__REQUIRED TASK__: Please lay out the lines from the one with "[segment] neighboring house" up to and including the one with "[[640, 231], [640, 164], [559, 173], [558, 226]]" as a Markdown table with columns Row and Line. Number the rows in order and leave out any blank lines.

__RECORD EXTRACTS__:

★ ★ ★ ★

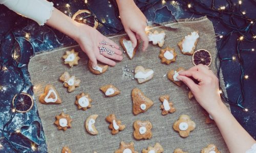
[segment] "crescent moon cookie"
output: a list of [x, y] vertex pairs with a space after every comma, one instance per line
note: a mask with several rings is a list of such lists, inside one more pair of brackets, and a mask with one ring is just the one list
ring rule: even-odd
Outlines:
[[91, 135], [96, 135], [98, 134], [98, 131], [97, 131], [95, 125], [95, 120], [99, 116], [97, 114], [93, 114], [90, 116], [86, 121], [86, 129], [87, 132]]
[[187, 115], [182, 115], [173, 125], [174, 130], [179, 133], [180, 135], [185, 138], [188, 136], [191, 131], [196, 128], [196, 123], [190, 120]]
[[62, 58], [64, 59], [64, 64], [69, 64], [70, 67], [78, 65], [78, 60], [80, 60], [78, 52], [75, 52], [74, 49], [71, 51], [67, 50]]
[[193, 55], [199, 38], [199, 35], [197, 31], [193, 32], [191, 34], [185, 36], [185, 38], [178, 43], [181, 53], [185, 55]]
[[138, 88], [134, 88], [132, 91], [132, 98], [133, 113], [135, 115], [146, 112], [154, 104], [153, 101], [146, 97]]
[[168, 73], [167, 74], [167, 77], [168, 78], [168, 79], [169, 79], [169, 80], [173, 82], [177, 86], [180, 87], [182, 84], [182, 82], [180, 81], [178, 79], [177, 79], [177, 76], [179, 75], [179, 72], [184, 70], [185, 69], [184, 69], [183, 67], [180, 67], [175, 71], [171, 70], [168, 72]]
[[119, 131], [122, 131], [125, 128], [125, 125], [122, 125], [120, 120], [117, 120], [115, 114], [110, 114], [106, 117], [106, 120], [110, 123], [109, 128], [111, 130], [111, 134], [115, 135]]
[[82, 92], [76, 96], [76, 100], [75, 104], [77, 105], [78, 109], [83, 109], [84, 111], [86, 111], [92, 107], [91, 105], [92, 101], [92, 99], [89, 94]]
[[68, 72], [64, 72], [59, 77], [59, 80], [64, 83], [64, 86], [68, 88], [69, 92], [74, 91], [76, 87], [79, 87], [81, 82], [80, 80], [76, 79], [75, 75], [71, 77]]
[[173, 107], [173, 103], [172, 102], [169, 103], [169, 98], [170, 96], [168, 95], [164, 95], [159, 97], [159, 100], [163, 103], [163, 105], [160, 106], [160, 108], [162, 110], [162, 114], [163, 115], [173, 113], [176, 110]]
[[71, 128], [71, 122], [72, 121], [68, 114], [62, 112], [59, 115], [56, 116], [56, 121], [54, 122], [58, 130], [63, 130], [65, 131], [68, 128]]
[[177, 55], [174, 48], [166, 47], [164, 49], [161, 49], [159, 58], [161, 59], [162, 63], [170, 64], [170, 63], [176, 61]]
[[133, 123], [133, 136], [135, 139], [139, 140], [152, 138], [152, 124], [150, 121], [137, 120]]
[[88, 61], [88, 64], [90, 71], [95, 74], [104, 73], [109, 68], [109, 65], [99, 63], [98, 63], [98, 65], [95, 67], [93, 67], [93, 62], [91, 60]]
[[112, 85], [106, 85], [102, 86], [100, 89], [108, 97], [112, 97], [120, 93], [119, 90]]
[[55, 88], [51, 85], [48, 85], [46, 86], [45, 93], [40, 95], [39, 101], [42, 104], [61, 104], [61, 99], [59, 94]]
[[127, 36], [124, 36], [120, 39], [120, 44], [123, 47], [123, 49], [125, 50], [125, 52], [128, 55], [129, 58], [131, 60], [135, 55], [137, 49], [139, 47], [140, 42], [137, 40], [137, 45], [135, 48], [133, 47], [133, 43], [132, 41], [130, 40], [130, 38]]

★ ★ ★ ★

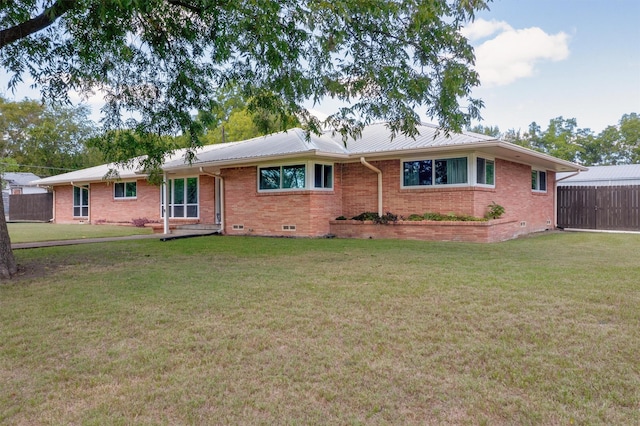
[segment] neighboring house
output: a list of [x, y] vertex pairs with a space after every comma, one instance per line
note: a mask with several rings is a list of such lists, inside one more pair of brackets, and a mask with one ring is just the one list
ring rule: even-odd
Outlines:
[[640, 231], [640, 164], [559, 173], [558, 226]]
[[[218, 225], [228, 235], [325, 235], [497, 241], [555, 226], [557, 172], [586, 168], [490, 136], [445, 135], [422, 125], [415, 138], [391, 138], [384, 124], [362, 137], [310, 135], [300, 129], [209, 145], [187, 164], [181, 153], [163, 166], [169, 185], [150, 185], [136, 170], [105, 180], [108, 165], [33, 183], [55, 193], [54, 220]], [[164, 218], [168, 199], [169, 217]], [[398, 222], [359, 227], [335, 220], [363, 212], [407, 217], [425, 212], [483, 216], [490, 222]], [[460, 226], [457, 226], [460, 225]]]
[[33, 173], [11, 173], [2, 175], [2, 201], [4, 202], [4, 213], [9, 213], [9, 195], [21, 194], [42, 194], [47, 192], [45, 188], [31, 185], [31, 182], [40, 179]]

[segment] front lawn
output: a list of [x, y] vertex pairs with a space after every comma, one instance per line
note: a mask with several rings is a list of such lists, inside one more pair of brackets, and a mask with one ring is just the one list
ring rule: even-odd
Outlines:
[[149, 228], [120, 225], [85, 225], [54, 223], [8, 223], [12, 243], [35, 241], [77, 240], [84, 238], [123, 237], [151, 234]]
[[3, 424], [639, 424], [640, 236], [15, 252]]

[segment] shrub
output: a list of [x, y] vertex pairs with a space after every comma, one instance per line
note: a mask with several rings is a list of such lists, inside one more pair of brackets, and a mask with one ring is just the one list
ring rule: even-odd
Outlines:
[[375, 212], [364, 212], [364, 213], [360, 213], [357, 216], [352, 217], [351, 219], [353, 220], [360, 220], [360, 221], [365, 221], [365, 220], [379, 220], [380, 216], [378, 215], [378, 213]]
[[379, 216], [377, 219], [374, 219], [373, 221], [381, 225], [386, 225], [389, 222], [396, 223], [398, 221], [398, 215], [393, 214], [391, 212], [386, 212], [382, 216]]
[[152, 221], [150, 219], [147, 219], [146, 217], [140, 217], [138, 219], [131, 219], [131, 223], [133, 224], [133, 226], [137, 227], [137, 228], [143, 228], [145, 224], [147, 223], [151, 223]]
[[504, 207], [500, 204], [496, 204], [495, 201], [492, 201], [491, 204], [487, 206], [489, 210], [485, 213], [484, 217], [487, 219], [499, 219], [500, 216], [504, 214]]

★ ★ ★ ★

__WORKED SOLUTION__:
| Row | Line |
|---|---|
| 1 | [segment] neighboring house |
| 2 | output: a list of [x, y] vertex pairs with a space after every comma, one instance per line |
| 3 | note: a mask with several rings is a list of such lists, inside one more pair of brackets, and a mask with one ring is just the one list |
| 4 | ring rule: even-odd |
| 5 | Outlines: |
| 6 | [[640, 231], [640, 164], [559, 173], [558, 226]] |